*Exercise*: List all lines in the material below that contain "floral".

*Data for processing*:
================
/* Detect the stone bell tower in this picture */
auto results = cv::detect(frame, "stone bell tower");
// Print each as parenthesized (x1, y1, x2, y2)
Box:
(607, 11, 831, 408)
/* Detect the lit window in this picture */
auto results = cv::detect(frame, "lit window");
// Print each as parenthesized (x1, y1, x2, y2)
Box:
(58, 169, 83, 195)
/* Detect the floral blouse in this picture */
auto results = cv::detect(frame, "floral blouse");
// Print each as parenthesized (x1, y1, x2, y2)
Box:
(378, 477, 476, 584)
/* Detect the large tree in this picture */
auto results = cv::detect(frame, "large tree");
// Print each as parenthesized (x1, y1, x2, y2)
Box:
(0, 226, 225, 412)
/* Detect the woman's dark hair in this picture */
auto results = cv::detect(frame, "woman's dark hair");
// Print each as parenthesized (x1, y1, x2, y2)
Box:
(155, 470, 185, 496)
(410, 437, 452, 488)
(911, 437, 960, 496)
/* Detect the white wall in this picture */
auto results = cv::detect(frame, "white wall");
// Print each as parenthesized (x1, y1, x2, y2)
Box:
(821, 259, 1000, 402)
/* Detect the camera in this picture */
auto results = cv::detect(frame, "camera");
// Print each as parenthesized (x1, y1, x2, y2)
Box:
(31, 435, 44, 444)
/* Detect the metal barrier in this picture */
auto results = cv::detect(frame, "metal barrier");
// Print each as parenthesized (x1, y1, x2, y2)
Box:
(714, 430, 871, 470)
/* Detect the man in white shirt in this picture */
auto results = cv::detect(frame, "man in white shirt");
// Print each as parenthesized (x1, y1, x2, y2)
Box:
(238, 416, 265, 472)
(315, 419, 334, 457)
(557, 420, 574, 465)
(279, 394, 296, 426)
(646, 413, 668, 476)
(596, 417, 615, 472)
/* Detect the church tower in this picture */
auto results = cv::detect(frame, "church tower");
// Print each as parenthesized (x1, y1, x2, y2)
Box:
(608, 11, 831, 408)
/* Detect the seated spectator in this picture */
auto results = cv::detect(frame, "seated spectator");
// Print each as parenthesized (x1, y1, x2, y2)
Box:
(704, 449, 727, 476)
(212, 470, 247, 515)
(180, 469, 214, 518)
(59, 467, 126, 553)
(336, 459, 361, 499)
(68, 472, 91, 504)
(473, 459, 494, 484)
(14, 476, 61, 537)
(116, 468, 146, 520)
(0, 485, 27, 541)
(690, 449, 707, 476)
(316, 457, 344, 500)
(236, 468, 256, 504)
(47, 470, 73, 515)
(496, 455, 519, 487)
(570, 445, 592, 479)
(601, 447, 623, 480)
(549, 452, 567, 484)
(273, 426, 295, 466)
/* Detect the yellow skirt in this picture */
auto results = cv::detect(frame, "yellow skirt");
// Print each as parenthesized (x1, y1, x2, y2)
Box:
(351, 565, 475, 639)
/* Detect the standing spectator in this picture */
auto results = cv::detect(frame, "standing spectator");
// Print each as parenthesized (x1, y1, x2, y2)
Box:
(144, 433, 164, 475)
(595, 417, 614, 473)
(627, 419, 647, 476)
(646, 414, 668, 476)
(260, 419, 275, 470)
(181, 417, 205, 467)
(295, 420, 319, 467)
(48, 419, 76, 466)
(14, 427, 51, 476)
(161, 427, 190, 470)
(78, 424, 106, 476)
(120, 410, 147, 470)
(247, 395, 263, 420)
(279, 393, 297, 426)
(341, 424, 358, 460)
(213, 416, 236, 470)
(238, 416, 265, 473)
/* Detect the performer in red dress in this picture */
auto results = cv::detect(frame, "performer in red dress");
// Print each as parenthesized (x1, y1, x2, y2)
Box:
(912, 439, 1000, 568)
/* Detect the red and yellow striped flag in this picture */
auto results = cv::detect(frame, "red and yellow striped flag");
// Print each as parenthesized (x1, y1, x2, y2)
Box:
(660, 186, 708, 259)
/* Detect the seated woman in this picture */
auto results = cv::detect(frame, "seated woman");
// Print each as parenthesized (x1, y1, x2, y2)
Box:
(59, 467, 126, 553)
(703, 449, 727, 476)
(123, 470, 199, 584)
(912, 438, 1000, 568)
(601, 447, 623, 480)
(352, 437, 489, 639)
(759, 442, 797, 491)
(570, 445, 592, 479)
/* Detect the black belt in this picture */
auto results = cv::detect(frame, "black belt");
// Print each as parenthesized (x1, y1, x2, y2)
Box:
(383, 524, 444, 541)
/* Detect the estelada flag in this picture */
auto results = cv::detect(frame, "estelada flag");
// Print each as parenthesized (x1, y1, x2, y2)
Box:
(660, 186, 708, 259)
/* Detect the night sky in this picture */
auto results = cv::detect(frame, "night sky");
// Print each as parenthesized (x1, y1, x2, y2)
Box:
================
*Your response*:
/* Detect the floral blouse in this picture */
auto results = cv::detect(frame, "floral blouse");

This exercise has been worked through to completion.